**Testo di partenza:**
»»

A sua volta la controparte musicale di Alan Silvestri verifica un progressivo abbandono della ricorrente dicotomia alla base degli score per il regista americano integrati alle immagini durante il periodo tradizionale (live-action), solitamente articolata in un doppio registro stilistico continuamente intento a regolare l’oscillazione tra statuto classico della narrazione - la contemporaneità lineare da cui origina il plot - e digressione nei mondi possibili (la drammatizzazione coplandiana e l’idioma fantascientifico anni’50 in Ritorno al futuro, il jazz anni’40 e la rapsodia sinfonica in Chi ha incastrato Roger Rabbit?, l’americana scoring e il lessico herrmanniano ne Le verità nascoste). Sin da Polar Express Silvestri sembra infatti essersi immerso nel citato procedimento di immedesimazione spettacolare, elidendo il binomio strutturale alla musicazione in favore del solo secondo termine immaginifico, quello tributato alla mimesi del genere di riferimento richiamato in sceneggiatura. Un’aderenza interna al colorato e fiammeggiante scenario offerto dalla tecnica di capture che riflette l’accesso di Eddie Valiant nell’abbagliante cartoonia di Roger Rabbit. Dietro il sipario la musica cresce, acquista magniloquenza, si arricchisce di tutti gli attributi spettacolari che l’orchestra può offrire.

««

**Materiale:**
»»

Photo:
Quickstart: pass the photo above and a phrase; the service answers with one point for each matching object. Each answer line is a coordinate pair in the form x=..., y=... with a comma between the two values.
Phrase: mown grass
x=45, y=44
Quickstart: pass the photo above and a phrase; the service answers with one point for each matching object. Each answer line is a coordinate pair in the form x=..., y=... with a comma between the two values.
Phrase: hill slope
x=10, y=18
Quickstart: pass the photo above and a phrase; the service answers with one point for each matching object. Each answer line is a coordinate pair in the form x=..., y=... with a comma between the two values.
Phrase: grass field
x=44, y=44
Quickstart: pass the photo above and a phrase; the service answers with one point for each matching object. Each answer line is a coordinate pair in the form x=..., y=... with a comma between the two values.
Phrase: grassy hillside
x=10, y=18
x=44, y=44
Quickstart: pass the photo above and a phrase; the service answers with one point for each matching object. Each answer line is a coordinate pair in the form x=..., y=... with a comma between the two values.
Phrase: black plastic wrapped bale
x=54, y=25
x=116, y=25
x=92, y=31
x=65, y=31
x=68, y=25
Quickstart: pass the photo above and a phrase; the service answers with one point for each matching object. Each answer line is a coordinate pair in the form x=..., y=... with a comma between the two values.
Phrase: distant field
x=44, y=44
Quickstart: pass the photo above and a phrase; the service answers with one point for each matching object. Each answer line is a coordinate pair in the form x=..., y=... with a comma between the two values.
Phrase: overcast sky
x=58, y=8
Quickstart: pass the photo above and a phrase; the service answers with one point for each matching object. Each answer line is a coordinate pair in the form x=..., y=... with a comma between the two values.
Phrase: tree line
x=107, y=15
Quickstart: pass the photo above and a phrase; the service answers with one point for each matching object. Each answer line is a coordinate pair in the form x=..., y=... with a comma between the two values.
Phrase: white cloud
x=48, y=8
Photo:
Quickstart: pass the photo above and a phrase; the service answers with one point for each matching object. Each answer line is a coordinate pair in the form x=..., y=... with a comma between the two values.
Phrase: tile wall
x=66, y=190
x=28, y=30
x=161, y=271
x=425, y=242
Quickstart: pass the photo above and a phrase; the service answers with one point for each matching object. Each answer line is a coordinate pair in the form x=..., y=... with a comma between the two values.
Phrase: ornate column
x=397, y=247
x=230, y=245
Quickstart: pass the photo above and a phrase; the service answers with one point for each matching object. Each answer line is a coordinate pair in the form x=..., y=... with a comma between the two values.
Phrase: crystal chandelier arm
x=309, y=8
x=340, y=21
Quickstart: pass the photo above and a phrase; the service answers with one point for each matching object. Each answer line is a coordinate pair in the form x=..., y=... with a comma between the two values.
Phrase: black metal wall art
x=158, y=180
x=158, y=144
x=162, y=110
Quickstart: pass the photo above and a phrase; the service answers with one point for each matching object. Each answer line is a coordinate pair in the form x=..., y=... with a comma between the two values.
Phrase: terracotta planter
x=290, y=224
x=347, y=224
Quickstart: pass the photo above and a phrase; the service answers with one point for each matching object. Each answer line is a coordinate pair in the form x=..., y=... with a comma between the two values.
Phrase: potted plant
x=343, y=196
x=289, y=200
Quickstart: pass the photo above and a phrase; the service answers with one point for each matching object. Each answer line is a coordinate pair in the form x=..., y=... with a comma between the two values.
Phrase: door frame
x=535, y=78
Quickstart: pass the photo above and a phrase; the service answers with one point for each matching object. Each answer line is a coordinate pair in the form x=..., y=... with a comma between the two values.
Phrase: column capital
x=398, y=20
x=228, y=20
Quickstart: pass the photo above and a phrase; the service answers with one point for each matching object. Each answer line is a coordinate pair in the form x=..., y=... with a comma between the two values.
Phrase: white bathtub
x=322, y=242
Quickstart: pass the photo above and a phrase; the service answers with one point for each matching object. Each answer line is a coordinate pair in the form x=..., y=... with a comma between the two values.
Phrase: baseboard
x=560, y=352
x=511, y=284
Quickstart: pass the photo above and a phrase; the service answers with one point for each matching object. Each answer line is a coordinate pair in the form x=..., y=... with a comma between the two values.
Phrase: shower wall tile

««

**Esercizio:** Nel testo sulle musiche di Alan Silvestri, a partire da quale film il compositore sembra essersi immerso nel procedimento di immedesimazione spettacolare? Il materiale è a sé stante e non fa parte del testo.

**Soluzione:** Da Polar Express.